EXTRACTED ENTRIES
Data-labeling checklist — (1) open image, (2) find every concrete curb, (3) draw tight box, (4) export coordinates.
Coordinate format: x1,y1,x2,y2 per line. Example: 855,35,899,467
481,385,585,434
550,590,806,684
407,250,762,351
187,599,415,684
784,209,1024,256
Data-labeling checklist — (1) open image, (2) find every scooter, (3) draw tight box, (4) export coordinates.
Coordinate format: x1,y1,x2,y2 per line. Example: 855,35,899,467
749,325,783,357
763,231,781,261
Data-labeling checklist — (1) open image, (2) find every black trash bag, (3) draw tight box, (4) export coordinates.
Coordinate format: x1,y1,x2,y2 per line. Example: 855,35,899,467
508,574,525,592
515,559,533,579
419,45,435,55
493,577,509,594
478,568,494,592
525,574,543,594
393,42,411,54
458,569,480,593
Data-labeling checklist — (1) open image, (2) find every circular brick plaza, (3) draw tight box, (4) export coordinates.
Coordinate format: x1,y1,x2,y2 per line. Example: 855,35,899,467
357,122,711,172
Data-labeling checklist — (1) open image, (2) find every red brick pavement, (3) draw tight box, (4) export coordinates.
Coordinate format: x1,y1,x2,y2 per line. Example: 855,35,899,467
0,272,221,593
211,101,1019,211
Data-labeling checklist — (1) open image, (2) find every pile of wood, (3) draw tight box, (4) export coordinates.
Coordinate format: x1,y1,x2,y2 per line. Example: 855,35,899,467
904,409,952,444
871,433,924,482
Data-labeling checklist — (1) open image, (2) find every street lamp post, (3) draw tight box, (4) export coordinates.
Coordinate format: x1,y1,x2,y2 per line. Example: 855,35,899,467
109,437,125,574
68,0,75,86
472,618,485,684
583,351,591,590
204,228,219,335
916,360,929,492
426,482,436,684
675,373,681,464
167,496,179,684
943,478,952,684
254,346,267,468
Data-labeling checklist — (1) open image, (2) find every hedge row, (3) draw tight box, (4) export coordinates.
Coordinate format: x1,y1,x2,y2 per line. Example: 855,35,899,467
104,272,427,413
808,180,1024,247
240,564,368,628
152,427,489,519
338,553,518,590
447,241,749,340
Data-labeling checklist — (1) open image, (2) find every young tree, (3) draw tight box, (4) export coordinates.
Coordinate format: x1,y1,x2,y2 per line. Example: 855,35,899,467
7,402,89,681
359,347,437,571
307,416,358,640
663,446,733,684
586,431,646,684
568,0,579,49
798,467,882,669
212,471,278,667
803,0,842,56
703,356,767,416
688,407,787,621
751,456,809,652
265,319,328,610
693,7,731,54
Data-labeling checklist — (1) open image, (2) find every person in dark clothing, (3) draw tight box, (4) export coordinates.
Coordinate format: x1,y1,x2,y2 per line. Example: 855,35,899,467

WORK INSTRUCTION
Please retype the listing above with no line missing.

EXPECTED ANSWER
Data-labeling checklist — (1) open image, (2) find every concrete curb, (3) draw tight box, (4) export coordinates.
Coordinate format: x1,y1,x2,y2 per line. Example: 855,35,899,467
481,385,585,434
550,590,806,684
407,250,762,351
187,599,415,684
784,209,1024,256
Data-labeling checklist — (1) open image, (2) find every scooter, (3) draw tight box, (4) export coordinates.
Coordinate format: x1,y1,x2,y2 per line. Example: 855,35,899,467
749,325,783,357
763,231,781,261
Data-labeling checklist — (1) open image, (2) find every black trash bag, (3) draw tight box, (4) export coordinates.
Coordinate format: x1,y1,x2,y2 per line. Example: 855,35,899,467
508,574,525,592
515,559,533,579
419,45,435,55
493,577,509,594
478,568,494,592
525,574,543,594
393,42,411,54
458,569,480,593
Data-labeling checklist — (1) open image, (2) find every circular brick plaza, (3) draw tight box, (4) export coordinates.
Coordinate format: x1,y1,x2,y2 per line. Example: 855,35,899,467
357,122,711,172
Data-labeling checklist — (1) open image, (2) find every red brick pavement, (3) draw tight box, (4) export coordinates.
Coordinate format: x1,y1,x2,y2 per line. Example: 855,35,899,467
0,272,221,593
211,101,1019,211
Data-labeling checklist — (1) open image, (2) find every pile of wood, (3) draw tight box, (4) export coordinates.
Coordinate format: x1,y1,x2,y2 per line. Example: 855,35,899,467
904,409,952,444
871,433,924,482
Data-labeling checklist — (1) open image, (2) find every street lamp post, (3) draw tight box, (4) export coordinates.
Coordinate format: x1,y1,x2,y2 per line. Example: 855,35,899,467
109,437,125,574
68,0,75,86
472,618,485,684
583,351,591,590
204,228,219,335
916,360,929,492
426,482,436,684
675,373,681,464
167,496,179,684
943,478,952,684
254,346,267,468
Data-labeling checklist — (1) open image, (2) find every hedge row, (3) draw tight box, (4) export coordinates.
Coordinate format: x1,y1,x2,y2 per line. Example: 855,35,899,467
104,272,427,413
808,180,1024,247
240,564,368,628
152,427,489,519
338,553,518,590
447,241,749,340
Data-labeling checklist — (1) open image, (2) find every young tree, (3) draw tight box, (4) export coordinates.
Coordinate format: x1,y1,x2,y2 per line. Example: 855,35,899,467
7,402,89,681
359,347,437,571
307,416,358,640
663,446,733,684
586,431,646,684
568,0,579,49
798,467,882,669
212,471,278,667
803,0,842,56
703,356,767,416
688,407,787,621
751,456,809,652
265,319,328,610
693,7,731,54
Data-labeling checklist — (1) open image, (2) find every person in dark clothing, (3) draw tight box, (4) export coordinates.
Coordinate format: x1,y1,x2,y2 per line. Example: 855,35,899,467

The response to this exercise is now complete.